- EXTRACT PROVIDED
· · · · ·

6.2. The Affiliate shall submit any proposed use of a Neobyte Trademark, domain name, logo and other elements of branding that the Affiliate wishes to make to Neobyte in advance for approval. Neobyte will review the proposed use within a reasonable period of time (usually no longer than seven days) and will not unreasonably deny or delay approval.

6.3. The Affiliate shall provide Neobyte with:

(a) all cooperation with respect to this Agreement; and

(b) all access to information requested by Neobyte, which is necessary for the proper performance of Neobyte's obligations under this Agreement.

6.4. The Affiliate acknowledges and agrees that it has no authority to legally bind Neobyte with respect to Neobyte Users, other users or anyone else and that it is not appointed and is not the agent of Neobyte for any purpose. The Affiliate agrees that it will not make any representation or promise to anyone about Neobyte, the Neobyte Website or any of the products or services for sale on the Neobyte Website.

6.5. The Affiliate shall comply with all applicable laws and regulations with respect to its activities under this Agreement and to its operations.

Article 7. Costs and Payment

7.1. Neobyte will pay the Affiliate at the Commission Rate with respect to the total value of the first Transaction.

7.2. Commission is payable on a receipts basis, not a transaction basis, so if Neobyte receives no receipts on a Transaction, no Commission is payable.

7.3. Affiliate acknowledges and agrees that no payments are due to it under this Agreement other than as expressly set forth in this Agreement.

7.4. All amounts payable under this Agreement shall include VAT (or similar analogous tax) which Affiliate may owe to local tax authorities. Such VAT payments on amounts received under this Agreement shall be borne by the Affiliate and the Affiliate undertakes to declare and pay all such amounts in accordance with applicable local law and shall be solely responsible for any failure by the Affiliate to do so. Accordingly, the Affiliate agrees not to invoice or seek any form of VAT payment or contribution from Neobyte in connection with this Agreement.

Article 8. Proprietary Rights.

· · · · ·

- PROVIDED INFORMATION
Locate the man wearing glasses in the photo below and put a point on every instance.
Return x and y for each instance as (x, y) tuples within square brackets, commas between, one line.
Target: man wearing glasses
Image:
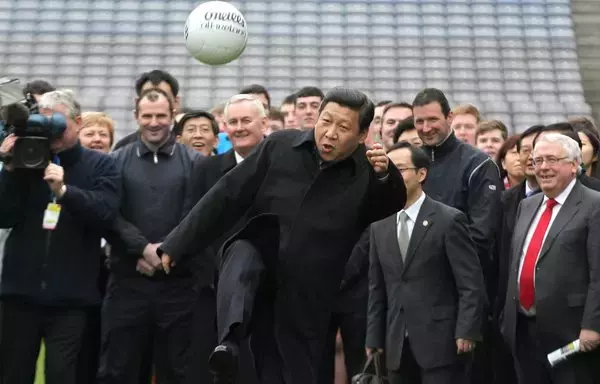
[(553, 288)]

· · · · ·

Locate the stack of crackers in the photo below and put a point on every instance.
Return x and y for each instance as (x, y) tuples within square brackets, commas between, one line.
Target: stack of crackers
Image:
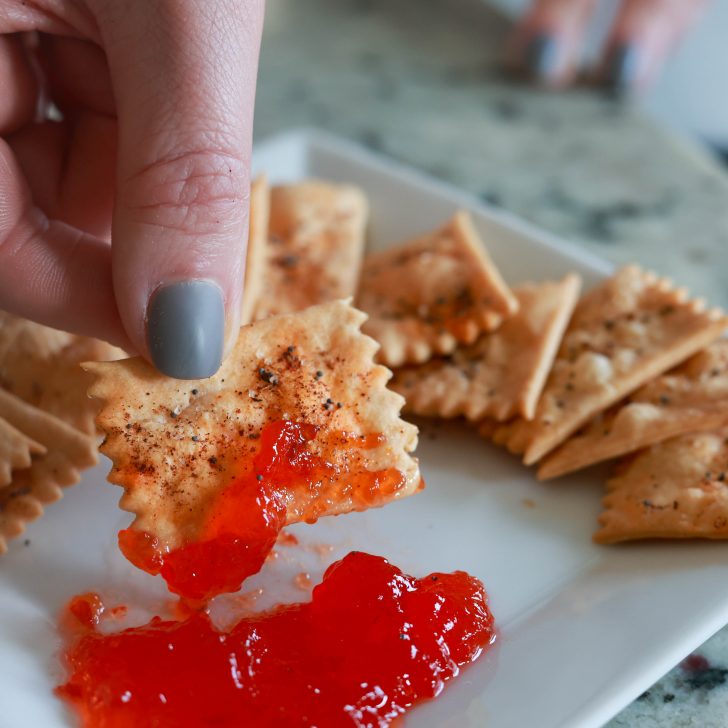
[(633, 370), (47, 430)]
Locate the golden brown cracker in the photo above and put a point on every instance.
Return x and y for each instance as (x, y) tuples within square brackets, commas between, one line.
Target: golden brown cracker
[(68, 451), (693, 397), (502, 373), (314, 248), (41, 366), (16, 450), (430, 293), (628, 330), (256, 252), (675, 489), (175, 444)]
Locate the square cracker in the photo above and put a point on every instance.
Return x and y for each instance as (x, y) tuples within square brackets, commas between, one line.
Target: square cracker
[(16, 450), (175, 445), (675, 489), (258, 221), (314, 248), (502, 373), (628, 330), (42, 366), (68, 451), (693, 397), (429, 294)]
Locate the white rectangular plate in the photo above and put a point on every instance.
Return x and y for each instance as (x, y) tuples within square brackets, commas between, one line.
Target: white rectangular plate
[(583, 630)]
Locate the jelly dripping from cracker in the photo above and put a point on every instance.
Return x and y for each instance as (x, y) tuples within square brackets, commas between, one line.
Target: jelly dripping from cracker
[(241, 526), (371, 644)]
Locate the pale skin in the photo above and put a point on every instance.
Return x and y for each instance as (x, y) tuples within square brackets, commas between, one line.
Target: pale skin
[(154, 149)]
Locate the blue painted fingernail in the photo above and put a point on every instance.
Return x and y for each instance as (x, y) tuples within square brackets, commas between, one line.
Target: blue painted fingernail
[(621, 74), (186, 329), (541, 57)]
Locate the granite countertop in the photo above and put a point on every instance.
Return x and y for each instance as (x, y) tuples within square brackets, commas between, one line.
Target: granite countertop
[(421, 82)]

· · · · ·

- REQUIREMENT 1
List the numbers of all numbered clauses in the affiliate agreement extract.
- REQUIREMENT 2
Continue the affiliate agreement extract from its final heading, "Article 8. Proprietary Rights."
The listing comes from a different source than the affiliate agreement extract.

- RIGHT ANSWER 1
6.2, 6.3, 6.4, 6.5, 7.1, 7.2, 7.3, 7.4

- RIGHT ANSWER 2
The Affiliate acknowledges and agrees that Neobyte and its licensors own all intellectual property rights in the Neobyte Website and all Neobyte products and services. Except as expressly stated herein, this Agreement does not grant the Affiliate any rights in, or to, patents, copyrights, database rights, trade secrets, trade names, trademarks (whether registered or unregistered), or any other rights or licenses belonging to Neobyte. All such rights are reserved to Neobyte.

Article 9. Confidentiality

9.1. Each Party undertakes not to disclose to any person, at any time during this Agreement, or for a period of five years after its termination, any confidential information concerning the business, affairs, customers, clients or suppliers of the other Party or of any member of the group of companies to which the other Party belongs.

9.2. Each party may disclose the confidential information of the other party

(a) to its employees, officers, representatives or advisors who need to know such information for the purpose of exercising the Party's rights or performing its obligations under or in connection with this Agreement. Each Party shall ensure that its employees, officers, representatives or advisors to whom it discloses the other Party's Confidential Information comply with this Article 6; and

(b) as may be required by law, a court of competent jurisdiction or a governmental or regulatory authority.

9.3. Neither party shall use the Confidential Information of any other party for any purpose other than to exercise its rights and perform its obligations under or in connection with this Agreement.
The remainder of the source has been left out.